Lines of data
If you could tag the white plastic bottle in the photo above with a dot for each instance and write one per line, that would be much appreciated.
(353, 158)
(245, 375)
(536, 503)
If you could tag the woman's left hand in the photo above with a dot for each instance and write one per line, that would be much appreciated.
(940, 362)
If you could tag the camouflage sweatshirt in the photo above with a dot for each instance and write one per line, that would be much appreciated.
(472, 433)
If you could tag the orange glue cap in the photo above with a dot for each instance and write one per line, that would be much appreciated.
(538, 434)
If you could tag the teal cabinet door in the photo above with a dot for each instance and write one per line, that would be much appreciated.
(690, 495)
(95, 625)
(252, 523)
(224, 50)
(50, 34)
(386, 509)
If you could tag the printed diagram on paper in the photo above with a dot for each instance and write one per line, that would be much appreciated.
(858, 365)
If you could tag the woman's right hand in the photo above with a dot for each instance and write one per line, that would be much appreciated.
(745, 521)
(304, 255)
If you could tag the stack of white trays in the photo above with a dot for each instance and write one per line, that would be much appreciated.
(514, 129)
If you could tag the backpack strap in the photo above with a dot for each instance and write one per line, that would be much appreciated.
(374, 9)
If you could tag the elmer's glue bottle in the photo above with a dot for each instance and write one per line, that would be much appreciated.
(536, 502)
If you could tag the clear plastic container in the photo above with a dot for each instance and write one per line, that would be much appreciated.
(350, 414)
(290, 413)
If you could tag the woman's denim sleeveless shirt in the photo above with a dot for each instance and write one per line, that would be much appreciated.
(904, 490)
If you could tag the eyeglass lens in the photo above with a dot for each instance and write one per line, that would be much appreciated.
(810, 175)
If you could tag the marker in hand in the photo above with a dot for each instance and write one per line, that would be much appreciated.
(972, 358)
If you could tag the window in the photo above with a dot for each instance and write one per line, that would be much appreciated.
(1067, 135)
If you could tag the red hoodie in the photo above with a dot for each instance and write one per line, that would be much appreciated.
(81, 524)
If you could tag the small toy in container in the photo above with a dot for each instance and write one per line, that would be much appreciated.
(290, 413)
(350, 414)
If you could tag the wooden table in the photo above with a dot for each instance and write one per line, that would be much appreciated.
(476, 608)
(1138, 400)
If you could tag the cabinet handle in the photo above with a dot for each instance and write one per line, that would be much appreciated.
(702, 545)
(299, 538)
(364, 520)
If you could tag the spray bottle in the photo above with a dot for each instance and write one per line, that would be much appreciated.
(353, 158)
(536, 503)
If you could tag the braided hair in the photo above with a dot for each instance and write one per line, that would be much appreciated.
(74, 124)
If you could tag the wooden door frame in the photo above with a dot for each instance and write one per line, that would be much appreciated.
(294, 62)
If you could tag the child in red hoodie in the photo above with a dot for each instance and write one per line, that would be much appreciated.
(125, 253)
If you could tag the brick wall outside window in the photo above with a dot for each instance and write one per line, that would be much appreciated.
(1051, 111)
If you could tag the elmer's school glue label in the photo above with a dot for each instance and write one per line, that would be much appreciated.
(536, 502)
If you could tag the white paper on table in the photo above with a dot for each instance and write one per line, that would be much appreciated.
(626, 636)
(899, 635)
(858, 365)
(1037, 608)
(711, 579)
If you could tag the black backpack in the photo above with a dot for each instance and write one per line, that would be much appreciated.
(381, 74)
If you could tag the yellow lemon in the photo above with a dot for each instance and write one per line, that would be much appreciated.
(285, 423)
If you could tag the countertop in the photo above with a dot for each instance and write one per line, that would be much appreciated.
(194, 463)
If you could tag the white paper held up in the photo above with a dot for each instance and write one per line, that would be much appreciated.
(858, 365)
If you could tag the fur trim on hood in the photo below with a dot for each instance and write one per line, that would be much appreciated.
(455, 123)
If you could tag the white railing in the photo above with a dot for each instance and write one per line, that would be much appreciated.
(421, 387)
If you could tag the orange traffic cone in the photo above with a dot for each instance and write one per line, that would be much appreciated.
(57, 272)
---
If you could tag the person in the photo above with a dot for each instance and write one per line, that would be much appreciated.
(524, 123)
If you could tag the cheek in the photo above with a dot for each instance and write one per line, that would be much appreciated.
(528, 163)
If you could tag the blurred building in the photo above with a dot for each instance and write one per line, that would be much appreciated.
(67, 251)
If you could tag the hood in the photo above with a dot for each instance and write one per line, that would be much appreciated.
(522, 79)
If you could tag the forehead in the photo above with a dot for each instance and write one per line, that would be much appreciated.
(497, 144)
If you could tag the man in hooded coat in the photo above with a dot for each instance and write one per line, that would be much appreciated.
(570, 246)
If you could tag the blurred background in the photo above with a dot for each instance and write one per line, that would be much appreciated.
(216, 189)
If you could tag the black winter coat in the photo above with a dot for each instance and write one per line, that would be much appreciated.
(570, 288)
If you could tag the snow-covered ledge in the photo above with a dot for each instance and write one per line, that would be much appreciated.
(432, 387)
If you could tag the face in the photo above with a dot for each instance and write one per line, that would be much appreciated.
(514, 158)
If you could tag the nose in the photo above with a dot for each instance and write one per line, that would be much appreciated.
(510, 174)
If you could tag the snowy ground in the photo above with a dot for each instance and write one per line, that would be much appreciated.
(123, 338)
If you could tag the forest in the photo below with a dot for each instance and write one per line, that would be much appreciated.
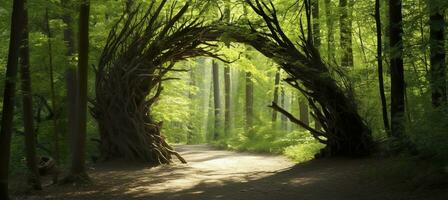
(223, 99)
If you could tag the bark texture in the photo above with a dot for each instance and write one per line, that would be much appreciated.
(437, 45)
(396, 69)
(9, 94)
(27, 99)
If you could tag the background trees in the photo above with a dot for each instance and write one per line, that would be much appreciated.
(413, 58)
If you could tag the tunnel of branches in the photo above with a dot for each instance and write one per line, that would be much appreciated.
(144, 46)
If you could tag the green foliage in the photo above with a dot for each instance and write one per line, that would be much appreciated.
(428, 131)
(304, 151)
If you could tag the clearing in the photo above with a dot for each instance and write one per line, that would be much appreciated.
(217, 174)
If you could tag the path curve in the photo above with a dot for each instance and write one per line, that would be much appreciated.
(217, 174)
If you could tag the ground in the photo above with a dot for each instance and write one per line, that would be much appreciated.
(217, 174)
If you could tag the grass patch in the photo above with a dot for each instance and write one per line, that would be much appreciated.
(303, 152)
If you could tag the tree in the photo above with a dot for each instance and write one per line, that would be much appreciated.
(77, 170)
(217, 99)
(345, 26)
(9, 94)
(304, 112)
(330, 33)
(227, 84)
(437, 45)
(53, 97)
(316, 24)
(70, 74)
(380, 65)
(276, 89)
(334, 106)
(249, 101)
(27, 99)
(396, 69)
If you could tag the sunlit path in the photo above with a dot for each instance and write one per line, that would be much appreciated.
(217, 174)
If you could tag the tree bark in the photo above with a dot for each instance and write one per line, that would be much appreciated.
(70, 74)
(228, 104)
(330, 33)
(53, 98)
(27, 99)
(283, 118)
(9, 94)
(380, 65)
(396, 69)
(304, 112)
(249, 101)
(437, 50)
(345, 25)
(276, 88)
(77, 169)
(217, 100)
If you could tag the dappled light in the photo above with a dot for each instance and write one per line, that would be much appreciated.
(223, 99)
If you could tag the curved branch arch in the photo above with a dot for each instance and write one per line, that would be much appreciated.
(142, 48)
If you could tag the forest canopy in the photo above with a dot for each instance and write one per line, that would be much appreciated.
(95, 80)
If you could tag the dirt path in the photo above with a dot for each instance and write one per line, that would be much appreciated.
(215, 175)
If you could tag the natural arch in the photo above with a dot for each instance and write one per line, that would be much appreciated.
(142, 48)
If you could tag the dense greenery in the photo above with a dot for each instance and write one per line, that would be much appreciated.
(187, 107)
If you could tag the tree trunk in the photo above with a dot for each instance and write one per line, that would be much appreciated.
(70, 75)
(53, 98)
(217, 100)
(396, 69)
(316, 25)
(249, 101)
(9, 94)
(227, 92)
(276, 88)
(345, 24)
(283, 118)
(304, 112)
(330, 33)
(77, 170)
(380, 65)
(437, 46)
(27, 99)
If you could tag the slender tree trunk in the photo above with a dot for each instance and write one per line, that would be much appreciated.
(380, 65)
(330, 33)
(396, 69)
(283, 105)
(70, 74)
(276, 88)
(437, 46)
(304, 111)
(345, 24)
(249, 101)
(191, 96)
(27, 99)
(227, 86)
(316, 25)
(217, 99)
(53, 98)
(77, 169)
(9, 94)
* * *
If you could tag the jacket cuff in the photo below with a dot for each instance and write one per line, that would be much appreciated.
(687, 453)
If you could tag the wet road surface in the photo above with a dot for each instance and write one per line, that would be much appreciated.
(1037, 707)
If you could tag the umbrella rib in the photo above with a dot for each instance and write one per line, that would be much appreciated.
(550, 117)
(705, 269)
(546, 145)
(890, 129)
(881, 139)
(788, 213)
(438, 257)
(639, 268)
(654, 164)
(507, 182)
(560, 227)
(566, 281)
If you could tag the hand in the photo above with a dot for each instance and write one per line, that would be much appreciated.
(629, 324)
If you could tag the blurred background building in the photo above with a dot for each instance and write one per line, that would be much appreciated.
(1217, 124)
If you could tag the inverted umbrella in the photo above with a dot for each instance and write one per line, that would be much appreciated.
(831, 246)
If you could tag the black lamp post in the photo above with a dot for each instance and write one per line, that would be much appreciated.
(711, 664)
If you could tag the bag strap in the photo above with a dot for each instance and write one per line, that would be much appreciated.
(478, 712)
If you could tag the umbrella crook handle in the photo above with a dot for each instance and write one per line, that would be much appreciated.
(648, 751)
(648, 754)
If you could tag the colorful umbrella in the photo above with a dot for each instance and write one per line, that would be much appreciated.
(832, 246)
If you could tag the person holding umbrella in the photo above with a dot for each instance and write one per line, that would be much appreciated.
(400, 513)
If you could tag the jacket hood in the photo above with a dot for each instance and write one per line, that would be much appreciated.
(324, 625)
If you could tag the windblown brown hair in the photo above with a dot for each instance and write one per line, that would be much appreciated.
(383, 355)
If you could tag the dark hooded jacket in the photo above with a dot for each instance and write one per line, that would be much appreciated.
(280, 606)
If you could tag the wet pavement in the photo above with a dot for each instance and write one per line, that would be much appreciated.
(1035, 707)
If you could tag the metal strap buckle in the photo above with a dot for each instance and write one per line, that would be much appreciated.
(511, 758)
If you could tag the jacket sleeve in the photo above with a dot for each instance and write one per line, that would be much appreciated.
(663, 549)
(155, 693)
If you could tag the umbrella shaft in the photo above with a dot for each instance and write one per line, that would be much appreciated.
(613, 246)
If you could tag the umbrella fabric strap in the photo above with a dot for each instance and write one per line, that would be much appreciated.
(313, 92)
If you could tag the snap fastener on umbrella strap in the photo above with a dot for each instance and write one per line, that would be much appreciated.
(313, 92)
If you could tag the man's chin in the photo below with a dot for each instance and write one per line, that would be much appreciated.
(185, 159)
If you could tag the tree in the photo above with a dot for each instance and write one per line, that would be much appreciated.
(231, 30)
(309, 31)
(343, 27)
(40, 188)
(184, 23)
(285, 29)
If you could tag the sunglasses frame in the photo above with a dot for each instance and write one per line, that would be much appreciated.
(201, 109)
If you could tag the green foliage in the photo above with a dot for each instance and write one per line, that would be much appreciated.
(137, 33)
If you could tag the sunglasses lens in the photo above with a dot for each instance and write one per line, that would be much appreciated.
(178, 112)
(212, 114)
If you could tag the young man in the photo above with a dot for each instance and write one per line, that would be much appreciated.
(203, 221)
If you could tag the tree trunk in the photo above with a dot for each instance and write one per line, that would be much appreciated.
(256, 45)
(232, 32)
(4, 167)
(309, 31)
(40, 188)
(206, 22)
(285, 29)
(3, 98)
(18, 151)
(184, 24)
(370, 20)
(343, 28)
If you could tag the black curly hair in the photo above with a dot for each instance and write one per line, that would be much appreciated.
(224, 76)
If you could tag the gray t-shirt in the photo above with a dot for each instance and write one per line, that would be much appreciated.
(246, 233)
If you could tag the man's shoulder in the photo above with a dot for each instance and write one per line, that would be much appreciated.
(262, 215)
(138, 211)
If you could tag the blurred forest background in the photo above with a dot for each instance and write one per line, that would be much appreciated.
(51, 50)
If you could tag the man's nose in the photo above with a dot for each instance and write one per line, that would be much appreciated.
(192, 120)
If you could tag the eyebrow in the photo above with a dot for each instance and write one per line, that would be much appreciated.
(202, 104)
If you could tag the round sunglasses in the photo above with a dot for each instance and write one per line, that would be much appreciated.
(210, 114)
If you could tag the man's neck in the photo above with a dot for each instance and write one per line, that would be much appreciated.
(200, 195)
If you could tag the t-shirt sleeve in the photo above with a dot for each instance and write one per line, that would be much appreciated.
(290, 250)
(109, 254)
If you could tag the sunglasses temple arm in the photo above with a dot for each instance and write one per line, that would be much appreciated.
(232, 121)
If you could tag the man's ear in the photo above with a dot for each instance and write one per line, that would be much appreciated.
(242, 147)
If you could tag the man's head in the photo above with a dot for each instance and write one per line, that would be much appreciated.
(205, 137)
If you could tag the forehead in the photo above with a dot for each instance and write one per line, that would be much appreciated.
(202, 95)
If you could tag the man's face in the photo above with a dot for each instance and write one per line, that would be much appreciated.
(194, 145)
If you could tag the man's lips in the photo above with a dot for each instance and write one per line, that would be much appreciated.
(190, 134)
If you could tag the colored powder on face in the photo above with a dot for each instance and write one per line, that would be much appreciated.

» **GIVEN TASK**:
Collect every line in the records above that contains the string "arch", and copy each one in full.

» **FINAL RESULT**:
If you could tag the curved branch arch in the photo above with a dot for each instance and write one per line, that would be much appreciated.
If you could tag the natural arch in the photo above with a dot for each instance and write one per line, that would be much appreciated.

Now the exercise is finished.